## Requisitos de la tarea:
Transforma todo el listado en un CSV de dos columnas, consulta y resultado, con una fila para cada texto y su respuesta. Escribe cada campo entre comillas dobles y reemplaza los saltos de línea por espacios.

== Material proporcionado

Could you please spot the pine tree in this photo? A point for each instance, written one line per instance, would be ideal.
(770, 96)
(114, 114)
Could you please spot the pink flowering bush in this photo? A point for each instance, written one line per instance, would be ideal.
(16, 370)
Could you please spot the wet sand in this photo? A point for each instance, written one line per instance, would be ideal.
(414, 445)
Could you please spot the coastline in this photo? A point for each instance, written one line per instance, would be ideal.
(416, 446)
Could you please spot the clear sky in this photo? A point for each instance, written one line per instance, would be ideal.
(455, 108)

====

## Resultado del ejercicio:
consulta,resultado
"Could you please spot the pine tree in this photo? A point for each instance, written one line per instance, would be ideal.","(770, 96) (114, 114)"
"Could you please spot the pink flowering bush in this photo? A point for each instance, written one line per instance, would be ideal.","(16, 370)"
"Could you please spot the wet sand in this photo? A point for each instance, written one line per instance, would be ideal.","(414, 445)"
"Could you please spot the coastline in this photo? A point for each instance, written one line per instance, would be ideal.","(416, 446)"
"Could you please spot the clear sky in this photo? A point for each instance, written one line per instance, would be ideal.","(455, 108)"